#### Excerpted data
···

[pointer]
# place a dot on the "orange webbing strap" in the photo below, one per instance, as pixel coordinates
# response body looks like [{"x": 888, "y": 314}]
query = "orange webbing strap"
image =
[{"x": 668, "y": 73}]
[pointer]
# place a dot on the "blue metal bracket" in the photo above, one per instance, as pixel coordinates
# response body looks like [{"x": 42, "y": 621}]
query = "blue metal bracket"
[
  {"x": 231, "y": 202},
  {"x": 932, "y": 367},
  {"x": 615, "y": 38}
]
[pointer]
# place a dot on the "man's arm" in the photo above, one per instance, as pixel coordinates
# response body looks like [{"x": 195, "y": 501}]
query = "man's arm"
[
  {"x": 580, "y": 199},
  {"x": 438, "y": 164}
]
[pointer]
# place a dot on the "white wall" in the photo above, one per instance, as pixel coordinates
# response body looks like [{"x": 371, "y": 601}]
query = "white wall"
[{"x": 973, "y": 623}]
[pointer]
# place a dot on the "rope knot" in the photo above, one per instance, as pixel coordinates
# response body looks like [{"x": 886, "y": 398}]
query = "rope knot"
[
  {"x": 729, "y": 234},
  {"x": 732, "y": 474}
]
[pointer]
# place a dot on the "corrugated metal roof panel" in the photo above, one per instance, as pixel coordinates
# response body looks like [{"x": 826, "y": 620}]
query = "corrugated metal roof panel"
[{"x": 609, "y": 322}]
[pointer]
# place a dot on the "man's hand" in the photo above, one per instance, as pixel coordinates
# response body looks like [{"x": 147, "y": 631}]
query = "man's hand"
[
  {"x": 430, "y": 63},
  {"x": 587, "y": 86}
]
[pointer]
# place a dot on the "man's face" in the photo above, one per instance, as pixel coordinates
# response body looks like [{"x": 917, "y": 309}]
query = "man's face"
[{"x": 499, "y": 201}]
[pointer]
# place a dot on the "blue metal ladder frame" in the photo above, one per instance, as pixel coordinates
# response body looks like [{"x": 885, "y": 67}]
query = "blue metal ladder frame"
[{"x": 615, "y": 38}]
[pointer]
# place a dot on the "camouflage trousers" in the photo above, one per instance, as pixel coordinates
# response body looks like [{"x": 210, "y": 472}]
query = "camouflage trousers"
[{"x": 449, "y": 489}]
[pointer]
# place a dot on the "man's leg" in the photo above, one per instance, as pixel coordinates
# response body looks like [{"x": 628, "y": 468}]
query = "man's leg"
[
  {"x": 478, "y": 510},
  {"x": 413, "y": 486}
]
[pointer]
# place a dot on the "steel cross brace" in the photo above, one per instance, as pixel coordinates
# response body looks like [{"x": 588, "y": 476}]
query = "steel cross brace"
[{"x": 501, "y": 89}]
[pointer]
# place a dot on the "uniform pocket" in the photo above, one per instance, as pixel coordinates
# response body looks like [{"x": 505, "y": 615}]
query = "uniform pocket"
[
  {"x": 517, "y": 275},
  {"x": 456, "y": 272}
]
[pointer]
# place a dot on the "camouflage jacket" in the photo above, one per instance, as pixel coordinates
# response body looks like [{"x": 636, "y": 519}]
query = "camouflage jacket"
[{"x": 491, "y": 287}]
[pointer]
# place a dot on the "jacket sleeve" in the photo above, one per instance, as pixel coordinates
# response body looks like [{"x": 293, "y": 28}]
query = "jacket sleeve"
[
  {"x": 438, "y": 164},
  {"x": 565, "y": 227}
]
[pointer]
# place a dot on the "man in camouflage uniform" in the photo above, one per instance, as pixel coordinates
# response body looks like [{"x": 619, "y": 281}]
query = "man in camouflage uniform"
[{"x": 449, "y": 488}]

···

Give back each line above precisely as it stands.

[pointer]
# place a dot on the "orange webbing strap" in the photo below, one per instance, as pixel coordinates
# response body looks like [{"x": 888, "y": 314}]
query = "orange webbing strap"
image =
[{"x": 668, "y": 73}]
[pointer]
# place a dot on the "blue metal bracket" in the photo above, one per instance, as pixel coordinates
# response body looks like [{"x": 42, "y": 621}]
query = "blue metal bracket"
[
  {"x": 231, "y": 202},
  {"x": 932, "y": 367},
  {"x": 615, "y": 38}
]
[pointer]
# place a dot on the "man's arm" in the photo above, one per instance, as pixel coordinates
# response body looks like [{"x": 195, "y": 501}]
query = "man's arm"
[
  {"x": 580, "y": 199},
  {"x": 438, "y": 164}
]
[pointer]
# place a dot on the "white wall" in the photo above, one per instance, as pixel coordinates
# response body looks like [{"x": 371, "y": 601}]
query = "white wall"
[{"x": 973, "y": 623}]
[pointer]
# place a dot on the "rope knot" in the photo above, one per instance, as pixel coordinates
# response body looks like [{"x": 886, "y": 398}]
query = "rope knot"
[
  {"x": 729, "y": 234},
  {"x": 732, "y": 474}
]
[pointer]
# place a dot on the "corrugated metal roof panel" in the photo above, one per instance, as pixel coordinates
# response body looks like [{"x": 826, "y": 620}]
query = "corrugated metal roof panel"
[{"x": 609, "y": 322}]
[pointer]
# place a dot on the "man's hand" in the photo above, one per instance, as pixel coordinates
# response body looks like [{"x": 147, "y": 631}]
query = "man's hand"
[
  {"x": 430, "y": 63},
  {"x": 587, "y": 86}
]
[pointer]
# place a dot on the "man's face" in the photo above, one per instance, as pixel coordinates
# response body looks like [{"x": 917, "y": 309}]
query = "man's face"
[{"x": 499, "y": 201}]
[pointer]
# place a dot on the "blue metal ladder frame" in the photo above, one per instance, as pixel coordinates
# response body looks like [{"x": 885, "y": 67}]
query = "blue metal ladder frame"
[{"x": 615, "y": 38}]
[pointer]
# place a dot on the "camouflage trousers" in the photo above, one per instance, as pixel coordinates
# response body looks like [{"x": 210, "y": 472}]
query = "camouflage trousers"
[{"x": 449, "y": 489}]
[pointer]
# place a dot on the "man's leg" in the photo above, one per instance, as pixel coordinates
# response body looks like [{"x": 628, "y": 468}]
query = "man's leg"
[
  {"x": 478, "y": 510},
  {"x": 413, "y": 486}
]
[pointer]
# place a dot on the "steel cross brace" in the photo above, one per instance, as pixel coordinates
# response body looks like [{"x": 588, "y": 476}]
query = "steel cross brace"
[{"x": 501, "y": 89}]
[pointer]
# place a dot on the "uniform pocket" in the photo above, one per instance, as pixel coordinates
# response body looks like [{"x": 505, "y": 615}]
query = "uniform pocket"
[
  {"x": 517, "y": 275},
  {"x": 456, "y": 272}
]
[pointer]
# place a dot on the "camouflage jacket" in the photo above, one per instance, as pixel coordinates
# response body looks like [{"x": 636, "y": 519}]
query = "camouflage jacket"
[{"x": 491, "y": 287}]
[pointer]
# place a dot on the "jacket sleeve" in the photo above, one per instance, as pixel coordinates
# response body looks like [{"x": 293, "y": 28}]
query = "jacket sleeve"
[
  {"x": 438, "y": 164},
  {"x": 565, "y": 227}
]
[pointer]
# place a dot on the "man in camouflage uniform" in the photo above, one per instance, as pixel coordinates
# response body looks like [{"x": 619, "y": 281}]
query = "man in camouflage uniform"
[{"x": 449, "y": 488}]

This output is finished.